- _Data_:
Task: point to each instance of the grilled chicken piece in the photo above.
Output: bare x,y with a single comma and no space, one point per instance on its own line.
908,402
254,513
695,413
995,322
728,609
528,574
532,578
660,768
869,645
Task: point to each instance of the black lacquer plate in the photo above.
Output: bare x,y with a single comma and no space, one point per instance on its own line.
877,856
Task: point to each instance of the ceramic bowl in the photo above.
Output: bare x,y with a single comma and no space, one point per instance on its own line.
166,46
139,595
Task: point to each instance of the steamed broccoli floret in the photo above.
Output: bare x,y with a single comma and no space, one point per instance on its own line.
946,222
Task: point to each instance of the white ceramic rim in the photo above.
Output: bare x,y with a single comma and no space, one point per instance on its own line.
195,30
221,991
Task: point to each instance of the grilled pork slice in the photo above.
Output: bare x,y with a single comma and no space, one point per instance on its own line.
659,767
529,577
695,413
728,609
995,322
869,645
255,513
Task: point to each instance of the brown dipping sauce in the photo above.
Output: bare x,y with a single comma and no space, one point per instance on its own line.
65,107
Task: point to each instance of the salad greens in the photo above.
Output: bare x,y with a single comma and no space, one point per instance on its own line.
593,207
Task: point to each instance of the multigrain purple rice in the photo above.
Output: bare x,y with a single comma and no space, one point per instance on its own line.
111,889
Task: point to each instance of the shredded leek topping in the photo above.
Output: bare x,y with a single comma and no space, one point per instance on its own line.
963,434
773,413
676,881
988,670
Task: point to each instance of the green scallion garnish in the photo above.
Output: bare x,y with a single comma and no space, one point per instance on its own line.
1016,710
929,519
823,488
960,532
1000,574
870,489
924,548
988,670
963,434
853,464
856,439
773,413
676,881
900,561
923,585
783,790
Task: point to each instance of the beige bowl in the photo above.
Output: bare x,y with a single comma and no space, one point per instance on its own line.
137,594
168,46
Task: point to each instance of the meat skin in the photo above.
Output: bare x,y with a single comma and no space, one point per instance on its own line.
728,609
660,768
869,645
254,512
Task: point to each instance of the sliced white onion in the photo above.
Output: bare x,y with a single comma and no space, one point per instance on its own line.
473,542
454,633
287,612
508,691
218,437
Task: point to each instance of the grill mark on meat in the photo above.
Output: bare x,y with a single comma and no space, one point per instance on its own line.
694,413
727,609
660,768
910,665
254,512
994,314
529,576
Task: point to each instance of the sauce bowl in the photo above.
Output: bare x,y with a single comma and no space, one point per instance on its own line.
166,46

- _Task item_: Each record above should be output again exactly.

- _Response area_:
Task: point to each instance of the grilled chicken piece in the photo above.
Output: bare x,y with a single comma and no space, one point per instance on its own line.
908,402
254,513
695,413
995,322
728,609
528,574
532,578
660,768
869,645
Task: point to each instance of the black lacquer plate in the photo above.
Output: bare x,y with a single comma and no space, one point per instance on its own line.
877,856
Task: point to each instance of the ceramic bowl in the photo above.
Output: bare x,y with a single comma and no space, one point per instance on its own line.
166,46
139,595
Task: point to each instance of the steamed broccoli floret in the photo above.
Output: bare x,y with a single comma and no space, one point per instance on its own line.
946,222
Task: point to each instance of the white ceramic rim in the photo above.
Output: bare x,y with a single comma and no space, one point per instance on its own line.
195,30
221,991
Task: point to each instance of the grilled pork slice in the photo above.
Output: bare x,y with a single comma and no space, one point per instance on its own line.
659,767
529,577
695,413
728,609
995,322
869,645
255,513
Task: point to each instance of the brown dipping sauce in the photo above.
Output: bare x,y with a single comma and no space, one point per instance on its own line.
65,107
Task: point to each instance of the salad greens in the photo above.
Output: bare x,y with a single comma and no space, one point per instance on its own line.
593,207
Task: point to each instance of the multigrain purple rice in the photo above.
Output: bare x,y with a single comma and no space, one point per instance on its own line.
111,889
Task: point to each instance of the shredded leek topping in the photo above.
Output: bare x,y with a single comma and no space, one point per instance on its own line.
963,434
773,413
676,881
988,670
Task: point to each instance of the green scallion garnish in the photo above.
Output: bare x,y with a single comma and no space, one point per instance on its own line.
1016,710
929,519
823,488
960,532
1000,574
870,489
924,548
988,670
963,434
853,464
856,439
773,413
676,881
900,561
923,585
783,790
Task: point to each instance of the beige bowl in the photo above.
Output: bare x,y with a single comma and no space, one point per instance on its own line.
137,594
168,46
Task: point to each instance of the meat skin in the photo above.
Output: bare x,y with a single comma and no space, one point per instance on its own line.
728,609
660,768
869,645
254,512
Task: point to each instance of the sliced white onion in the photo above.
Output: bare x,y with a single comma and no space, one point per instance on its own line.
473,542
454,633
287,612
508,691
218,437
Task: point to each instance of the grill mark on meat in the photo above.
Output: bare x,y with a single comma and no space, one point per instance on its own line.
694,413
727,609
660,768
910,665
254,512
994,314
529,576
Task: point to each instance of the sauce bowl in the photo above.
Output: bare x,y with a single comma and no space, one point per instance on its own line.
166,46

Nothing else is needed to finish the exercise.